CHALLENGE: Quote the lines starting with the line containing "User intent: locate the gray" and going on through the line containing "153, 97, 161]]", and nothing else.

[start DATA ROWS]

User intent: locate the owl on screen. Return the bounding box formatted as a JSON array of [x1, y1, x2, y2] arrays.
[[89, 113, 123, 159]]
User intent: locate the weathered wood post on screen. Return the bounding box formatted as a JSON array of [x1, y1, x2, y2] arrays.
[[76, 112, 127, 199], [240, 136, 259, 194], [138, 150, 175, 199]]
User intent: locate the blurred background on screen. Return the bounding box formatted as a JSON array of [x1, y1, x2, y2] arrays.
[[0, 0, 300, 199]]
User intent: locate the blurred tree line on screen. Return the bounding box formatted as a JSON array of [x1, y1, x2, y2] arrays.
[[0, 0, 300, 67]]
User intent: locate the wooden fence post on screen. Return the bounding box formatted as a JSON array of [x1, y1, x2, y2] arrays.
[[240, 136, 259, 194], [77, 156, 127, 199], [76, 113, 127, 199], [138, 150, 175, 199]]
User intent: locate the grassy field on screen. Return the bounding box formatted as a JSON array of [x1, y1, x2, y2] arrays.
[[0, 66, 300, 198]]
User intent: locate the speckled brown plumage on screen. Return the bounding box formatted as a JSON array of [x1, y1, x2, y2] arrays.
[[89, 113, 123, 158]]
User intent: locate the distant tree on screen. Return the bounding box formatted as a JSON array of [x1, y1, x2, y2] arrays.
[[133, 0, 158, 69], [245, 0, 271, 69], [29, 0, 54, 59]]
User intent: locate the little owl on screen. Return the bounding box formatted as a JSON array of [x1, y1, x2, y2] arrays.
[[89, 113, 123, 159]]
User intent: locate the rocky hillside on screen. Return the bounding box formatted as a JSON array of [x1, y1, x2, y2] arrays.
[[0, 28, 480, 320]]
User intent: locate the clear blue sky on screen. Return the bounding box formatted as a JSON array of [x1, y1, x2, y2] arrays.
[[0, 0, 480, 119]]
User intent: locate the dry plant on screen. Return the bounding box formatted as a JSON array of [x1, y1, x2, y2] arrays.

[end DATA ROWS]
[start DATA ROWS]

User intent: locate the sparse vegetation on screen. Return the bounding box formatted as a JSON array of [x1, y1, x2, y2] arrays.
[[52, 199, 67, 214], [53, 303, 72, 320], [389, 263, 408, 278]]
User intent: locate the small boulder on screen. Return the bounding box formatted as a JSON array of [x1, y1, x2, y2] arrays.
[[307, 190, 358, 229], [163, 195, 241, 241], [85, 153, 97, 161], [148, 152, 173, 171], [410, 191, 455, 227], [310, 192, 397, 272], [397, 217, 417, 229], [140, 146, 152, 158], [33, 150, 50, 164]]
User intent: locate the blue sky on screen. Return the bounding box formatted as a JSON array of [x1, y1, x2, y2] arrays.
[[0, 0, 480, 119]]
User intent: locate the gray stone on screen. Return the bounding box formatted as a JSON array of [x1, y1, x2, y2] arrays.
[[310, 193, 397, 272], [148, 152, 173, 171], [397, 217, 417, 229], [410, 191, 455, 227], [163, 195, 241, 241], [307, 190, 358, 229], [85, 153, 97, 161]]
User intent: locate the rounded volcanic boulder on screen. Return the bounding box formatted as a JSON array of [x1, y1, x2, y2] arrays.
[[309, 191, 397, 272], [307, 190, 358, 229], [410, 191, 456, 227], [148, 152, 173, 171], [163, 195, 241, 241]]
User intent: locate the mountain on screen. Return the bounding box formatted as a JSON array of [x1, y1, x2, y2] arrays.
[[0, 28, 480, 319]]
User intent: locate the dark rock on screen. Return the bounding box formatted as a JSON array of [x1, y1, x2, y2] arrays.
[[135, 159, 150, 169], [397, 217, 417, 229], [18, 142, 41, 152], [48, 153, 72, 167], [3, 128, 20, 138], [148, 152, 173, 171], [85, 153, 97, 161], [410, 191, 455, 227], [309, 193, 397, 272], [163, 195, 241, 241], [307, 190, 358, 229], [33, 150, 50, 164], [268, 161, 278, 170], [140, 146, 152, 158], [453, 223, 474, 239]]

[end DATA ROWS]
[start DATA ROWS]

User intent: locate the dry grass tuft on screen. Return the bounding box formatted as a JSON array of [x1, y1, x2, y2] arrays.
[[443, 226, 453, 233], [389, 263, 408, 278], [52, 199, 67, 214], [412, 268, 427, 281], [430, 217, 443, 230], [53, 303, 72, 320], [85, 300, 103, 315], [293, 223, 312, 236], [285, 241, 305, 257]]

[end DATA ROWS]

CORRECT OUTPUT:
User intent: locate the gray stone on screen. Return the bounding box formatted as a JSON array of [x1, y1, x2, y2] arrays.
[[310, 193, 397, 272], [148, 152, 173, 171], [397, 217, 417, 229], [410, 191, 455, 227], [163, 195, 241, 241], [307, 190, 358, 229], [85, 153, 97, 161]]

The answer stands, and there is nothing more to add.